— begin Text segment —
PYTHON COMMAND(S): emag_plot_cpx(file_name,auto_scale=True,title="",xlabel="Default",ylabel="Default",FRColor=(1,1,1),BKColor=(1,1,1),PLColor1=(1,0,0),linewidth1=1,linestyle1="solid",marker1="None",PLColor2=(1,0,0),linewidth2=1,linestyle2="solid",marker2="None",margins=(0.15,0.1,0.1,0.1,0.2,0.2,0.8,0.9,0.5,0.5),show_major_grid=True,show_minor_grid=False,MAJColor=(0.25,0.25,0.25),MINColor=(0.5,0.5,0.5),major_grid_linewidth=1,minor_grid_linewidth=1,major_grid_linestyle="dotted",minor_grid_linestyle="dotted",axis_param=(0,0,5,5,0,0,5,5),show_legend=True,legend_label1="Default",legend_label2="Default",show_textbox=False,annot_text="",font_size=10,TXColor=(0,0,0),*args,**kwargs)

emag_plot_smith(z_complex,title="New Graph",*args,**kwargs)


A typical Smith chart.
— end Text segment —
## Objective 1
In the plotting commands text, what default value does emag_plot_smith give its title argument?
— begin Input records —
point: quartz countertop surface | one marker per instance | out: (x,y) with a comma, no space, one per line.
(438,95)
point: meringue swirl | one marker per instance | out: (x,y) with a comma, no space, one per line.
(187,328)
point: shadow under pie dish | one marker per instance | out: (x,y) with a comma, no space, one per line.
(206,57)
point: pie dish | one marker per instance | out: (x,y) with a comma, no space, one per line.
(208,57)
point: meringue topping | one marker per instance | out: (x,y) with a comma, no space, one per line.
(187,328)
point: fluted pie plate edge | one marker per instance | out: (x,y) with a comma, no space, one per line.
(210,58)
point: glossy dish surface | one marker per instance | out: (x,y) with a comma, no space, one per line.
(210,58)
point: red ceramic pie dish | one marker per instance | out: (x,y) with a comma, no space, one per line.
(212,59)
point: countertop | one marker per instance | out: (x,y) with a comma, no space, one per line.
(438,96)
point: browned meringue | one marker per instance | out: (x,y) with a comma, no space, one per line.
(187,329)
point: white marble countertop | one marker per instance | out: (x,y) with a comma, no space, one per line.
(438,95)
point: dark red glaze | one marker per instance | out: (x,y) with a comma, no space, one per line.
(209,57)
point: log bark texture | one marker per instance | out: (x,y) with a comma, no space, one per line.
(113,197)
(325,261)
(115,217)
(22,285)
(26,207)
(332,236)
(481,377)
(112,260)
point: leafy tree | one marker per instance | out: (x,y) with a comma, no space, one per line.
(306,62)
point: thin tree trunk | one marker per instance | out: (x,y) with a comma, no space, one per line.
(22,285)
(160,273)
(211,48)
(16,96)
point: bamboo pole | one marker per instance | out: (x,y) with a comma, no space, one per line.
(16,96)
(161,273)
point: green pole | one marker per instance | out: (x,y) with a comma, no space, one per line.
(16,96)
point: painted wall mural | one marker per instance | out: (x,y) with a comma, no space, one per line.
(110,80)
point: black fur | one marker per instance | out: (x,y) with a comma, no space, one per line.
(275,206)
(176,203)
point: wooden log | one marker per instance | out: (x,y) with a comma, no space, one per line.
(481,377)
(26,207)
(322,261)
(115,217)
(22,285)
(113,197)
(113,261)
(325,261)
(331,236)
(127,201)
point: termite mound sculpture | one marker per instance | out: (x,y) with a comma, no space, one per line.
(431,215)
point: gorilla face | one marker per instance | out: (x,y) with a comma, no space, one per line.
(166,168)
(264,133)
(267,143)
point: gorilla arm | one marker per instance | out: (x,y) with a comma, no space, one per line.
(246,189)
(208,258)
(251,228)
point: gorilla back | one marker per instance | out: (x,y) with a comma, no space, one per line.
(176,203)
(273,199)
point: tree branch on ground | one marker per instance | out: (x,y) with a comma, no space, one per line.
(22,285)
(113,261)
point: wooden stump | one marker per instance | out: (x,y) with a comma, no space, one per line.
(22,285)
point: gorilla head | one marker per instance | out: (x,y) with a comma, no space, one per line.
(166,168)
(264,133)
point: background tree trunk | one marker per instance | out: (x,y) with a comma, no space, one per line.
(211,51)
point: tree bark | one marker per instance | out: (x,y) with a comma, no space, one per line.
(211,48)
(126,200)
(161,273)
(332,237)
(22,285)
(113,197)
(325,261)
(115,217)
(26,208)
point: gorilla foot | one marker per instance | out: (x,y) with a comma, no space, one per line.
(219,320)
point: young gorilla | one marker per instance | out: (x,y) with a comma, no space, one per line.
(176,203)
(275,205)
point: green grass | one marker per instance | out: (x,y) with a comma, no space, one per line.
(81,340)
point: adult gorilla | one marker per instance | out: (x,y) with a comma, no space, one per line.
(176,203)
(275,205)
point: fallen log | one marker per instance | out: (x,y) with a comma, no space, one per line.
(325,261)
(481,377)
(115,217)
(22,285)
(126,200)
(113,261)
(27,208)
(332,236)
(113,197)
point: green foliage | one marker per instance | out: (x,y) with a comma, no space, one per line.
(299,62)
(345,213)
— end Input records —
## Objective 2
In the records, copy the lines from the one containing "point: gorilla foot" through the end of the records, changing "green" to "lush" and leaving everything else the same.

## Solution 1
"New Graph"

## Solution 2
point: gorilla foot | one marker per instance | out: (x,y) with a comma, no space, one per line.
(219,320)
point: young gorilla | one marker per instance | out: (x,y) with a comma, no space, one per line.
(176,203)
(275,205)
point: lush grass | one marker per instance | out: (x,y) with a comma, no space, one per line.
(81,340)
point: adult gorilla | one marker per instance | out: (x,y) with a comma, no space, one per line.
(176,203)
(275,205)
point: fallen log | one marker per instance | out: (x,y) with a comma, no space, one per line.
(325,261)
(481,377)
(115,217)
(22,285)
(126,200)
(113,261)
(27,208)
(332,236)
(113,197)
point: lush foliage | one marker per instance | out: (x,y) with a comma, no space, one per line.
(299,62)
(345,213)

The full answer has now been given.